(Dataset excerpts on object pointing)

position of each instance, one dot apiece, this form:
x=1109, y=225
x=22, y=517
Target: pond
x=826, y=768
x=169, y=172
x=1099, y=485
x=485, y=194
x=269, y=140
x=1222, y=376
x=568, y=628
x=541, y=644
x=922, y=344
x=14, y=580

Given request - Rewrite the items above, replacing "pond" with "lake" wherever it occurs and keeping every other character the same.

Written response -
position of each instance, one dot apiece, this form:
x=1109, y=225
x=22, y=517
Target: lake
x=826, y=768
x=169, y=172
x=1099, y=485
x=485, y=194
x=269, y=140
x=1222, y=376
x=568, y=628
x=541, y=644
x=922, y=344
x=14, y=580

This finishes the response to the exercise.